*** Block opens ***

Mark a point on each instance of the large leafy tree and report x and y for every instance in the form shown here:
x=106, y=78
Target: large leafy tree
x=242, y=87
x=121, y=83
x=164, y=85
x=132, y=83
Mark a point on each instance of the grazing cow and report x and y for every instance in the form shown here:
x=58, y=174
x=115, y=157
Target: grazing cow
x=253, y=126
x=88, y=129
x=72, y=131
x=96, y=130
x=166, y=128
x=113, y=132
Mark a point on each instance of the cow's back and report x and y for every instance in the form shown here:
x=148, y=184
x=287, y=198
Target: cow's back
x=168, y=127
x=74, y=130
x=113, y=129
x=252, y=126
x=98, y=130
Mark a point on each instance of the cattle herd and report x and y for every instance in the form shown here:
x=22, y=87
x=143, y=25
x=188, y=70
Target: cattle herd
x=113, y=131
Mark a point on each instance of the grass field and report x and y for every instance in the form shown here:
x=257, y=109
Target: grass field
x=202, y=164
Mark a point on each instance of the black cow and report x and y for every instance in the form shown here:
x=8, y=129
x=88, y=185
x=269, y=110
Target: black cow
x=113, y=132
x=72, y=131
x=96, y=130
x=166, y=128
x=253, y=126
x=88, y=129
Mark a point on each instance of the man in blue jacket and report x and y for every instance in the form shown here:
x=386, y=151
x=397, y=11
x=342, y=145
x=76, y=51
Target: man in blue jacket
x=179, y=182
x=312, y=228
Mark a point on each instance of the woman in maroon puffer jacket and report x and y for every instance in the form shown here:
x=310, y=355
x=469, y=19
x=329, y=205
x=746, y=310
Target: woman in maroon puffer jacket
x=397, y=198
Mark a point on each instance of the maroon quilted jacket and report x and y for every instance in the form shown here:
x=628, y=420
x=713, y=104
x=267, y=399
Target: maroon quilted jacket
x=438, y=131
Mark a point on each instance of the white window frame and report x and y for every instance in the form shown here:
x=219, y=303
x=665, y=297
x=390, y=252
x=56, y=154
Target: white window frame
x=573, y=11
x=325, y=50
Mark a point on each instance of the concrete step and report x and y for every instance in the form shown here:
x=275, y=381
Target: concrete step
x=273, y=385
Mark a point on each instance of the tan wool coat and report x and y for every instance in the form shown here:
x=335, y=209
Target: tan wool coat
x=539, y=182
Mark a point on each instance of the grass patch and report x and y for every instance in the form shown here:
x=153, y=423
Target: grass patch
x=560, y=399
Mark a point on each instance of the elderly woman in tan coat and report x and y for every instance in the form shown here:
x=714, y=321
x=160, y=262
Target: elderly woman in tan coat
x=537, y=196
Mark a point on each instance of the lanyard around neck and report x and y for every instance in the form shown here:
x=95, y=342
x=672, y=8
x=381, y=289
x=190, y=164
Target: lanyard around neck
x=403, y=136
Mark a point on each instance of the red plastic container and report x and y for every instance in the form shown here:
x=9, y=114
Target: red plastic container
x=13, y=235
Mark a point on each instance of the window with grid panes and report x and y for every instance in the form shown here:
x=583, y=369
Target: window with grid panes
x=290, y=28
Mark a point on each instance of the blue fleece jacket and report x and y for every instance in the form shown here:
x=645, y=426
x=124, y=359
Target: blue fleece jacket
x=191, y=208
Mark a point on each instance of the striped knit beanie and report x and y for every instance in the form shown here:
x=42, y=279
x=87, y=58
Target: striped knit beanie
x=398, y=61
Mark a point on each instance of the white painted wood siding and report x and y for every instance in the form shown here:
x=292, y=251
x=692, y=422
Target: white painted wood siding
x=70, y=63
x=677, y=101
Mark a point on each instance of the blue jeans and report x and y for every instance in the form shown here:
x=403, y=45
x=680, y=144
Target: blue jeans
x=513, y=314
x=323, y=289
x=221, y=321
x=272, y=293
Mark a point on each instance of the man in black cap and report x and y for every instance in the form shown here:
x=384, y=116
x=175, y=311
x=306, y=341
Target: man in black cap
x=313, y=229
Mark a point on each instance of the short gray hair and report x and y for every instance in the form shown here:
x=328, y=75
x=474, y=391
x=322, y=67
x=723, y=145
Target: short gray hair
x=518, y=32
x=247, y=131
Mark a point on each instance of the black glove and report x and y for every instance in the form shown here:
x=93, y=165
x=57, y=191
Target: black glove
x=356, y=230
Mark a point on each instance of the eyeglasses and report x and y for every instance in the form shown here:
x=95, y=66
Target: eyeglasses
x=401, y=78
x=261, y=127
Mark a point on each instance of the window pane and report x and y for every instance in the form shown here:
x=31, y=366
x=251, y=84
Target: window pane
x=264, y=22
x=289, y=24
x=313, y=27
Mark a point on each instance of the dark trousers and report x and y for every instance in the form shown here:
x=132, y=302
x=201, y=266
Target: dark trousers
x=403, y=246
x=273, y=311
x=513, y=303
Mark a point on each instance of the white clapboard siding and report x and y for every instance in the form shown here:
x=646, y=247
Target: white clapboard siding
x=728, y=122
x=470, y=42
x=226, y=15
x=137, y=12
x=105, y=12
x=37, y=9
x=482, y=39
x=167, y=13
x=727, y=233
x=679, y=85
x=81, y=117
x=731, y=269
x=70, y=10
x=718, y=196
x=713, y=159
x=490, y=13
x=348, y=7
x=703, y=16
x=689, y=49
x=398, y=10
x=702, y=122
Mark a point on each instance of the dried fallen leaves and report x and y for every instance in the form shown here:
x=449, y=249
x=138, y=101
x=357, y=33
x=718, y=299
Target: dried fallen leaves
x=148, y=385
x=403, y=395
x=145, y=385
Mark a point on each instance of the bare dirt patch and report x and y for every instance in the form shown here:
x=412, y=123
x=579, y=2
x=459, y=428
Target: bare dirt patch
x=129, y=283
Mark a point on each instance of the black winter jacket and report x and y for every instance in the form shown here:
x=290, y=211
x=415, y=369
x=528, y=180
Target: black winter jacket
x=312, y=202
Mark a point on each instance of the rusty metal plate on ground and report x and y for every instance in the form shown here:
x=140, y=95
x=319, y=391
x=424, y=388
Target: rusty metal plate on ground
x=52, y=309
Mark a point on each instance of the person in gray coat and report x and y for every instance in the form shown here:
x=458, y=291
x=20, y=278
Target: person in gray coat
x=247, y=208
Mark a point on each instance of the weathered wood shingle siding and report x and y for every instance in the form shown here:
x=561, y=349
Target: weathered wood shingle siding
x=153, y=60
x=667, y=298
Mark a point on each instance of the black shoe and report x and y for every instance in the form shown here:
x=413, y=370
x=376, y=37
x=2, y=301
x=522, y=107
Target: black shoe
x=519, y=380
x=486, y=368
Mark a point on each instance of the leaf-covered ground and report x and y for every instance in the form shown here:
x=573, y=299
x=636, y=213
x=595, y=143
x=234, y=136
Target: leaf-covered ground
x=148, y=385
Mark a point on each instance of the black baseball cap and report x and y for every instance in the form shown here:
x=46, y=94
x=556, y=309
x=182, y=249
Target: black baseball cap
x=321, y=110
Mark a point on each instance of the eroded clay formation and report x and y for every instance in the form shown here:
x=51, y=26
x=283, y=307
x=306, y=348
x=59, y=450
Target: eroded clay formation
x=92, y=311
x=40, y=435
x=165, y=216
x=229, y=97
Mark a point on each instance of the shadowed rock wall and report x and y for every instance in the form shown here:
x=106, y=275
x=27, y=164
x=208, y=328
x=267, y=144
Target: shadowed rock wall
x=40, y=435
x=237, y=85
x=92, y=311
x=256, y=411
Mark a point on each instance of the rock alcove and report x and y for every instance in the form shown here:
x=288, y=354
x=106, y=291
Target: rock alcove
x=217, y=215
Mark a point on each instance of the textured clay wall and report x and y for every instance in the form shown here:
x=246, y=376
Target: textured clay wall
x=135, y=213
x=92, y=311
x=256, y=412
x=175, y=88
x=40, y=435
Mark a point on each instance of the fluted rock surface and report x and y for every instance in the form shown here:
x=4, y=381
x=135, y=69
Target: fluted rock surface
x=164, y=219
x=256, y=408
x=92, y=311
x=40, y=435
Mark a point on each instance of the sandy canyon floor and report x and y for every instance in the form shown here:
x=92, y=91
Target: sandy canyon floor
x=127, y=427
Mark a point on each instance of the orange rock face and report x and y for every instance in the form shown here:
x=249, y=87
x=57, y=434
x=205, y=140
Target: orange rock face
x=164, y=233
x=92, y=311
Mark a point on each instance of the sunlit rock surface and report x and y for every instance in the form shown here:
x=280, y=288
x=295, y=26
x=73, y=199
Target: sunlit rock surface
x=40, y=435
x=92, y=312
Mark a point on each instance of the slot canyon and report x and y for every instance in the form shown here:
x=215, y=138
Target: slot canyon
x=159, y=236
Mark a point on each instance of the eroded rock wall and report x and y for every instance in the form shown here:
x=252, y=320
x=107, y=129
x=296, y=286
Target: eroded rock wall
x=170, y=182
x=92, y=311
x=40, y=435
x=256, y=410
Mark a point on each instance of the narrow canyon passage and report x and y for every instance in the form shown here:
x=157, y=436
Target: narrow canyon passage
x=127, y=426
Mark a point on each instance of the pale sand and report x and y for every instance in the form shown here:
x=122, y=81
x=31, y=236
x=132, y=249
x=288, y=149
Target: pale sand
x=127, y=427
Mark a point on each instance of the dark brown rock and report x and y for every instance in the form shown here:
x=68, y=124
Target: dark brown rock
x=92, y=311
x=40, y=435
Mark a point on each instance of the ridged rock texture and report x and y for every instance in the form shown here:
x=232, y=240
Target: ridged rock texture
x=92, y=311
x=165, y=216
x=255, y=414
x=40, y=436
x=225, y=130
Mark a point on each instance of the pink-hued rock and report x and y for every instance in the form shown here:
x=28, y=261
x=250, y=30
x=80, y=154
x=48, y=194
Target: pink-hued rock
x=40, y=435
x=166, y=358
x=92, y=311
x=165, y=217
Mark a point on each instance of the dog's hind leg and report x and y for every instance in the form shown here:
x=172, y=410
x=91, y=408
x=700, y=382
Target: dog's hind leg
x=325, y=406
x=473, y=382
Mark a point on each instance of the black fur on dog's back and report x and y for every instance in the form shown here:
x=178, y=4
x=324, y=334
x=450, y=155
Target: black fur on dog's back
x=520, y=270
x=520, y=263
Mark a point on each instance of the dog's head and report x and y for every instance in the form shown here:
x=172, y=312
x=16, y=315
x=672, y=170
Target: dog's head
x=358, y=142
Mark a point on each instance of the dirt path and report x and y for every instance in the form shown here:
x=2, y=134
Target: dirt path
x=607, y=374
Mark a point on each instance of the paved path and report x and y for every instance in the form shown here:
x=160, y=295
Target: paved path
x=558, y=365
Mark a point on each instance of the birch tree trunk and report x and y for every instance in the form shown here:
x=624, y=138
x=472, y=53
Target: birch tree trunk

*** Block closes ***

Which lines in the records above contain the string "birch"? Copy them.

SOLUTION FOR THIS PROBLEM:
Mark a point on each instance of the birch tree trunk and report x and y for every instance in the form shown here:
Target: birch tree trunk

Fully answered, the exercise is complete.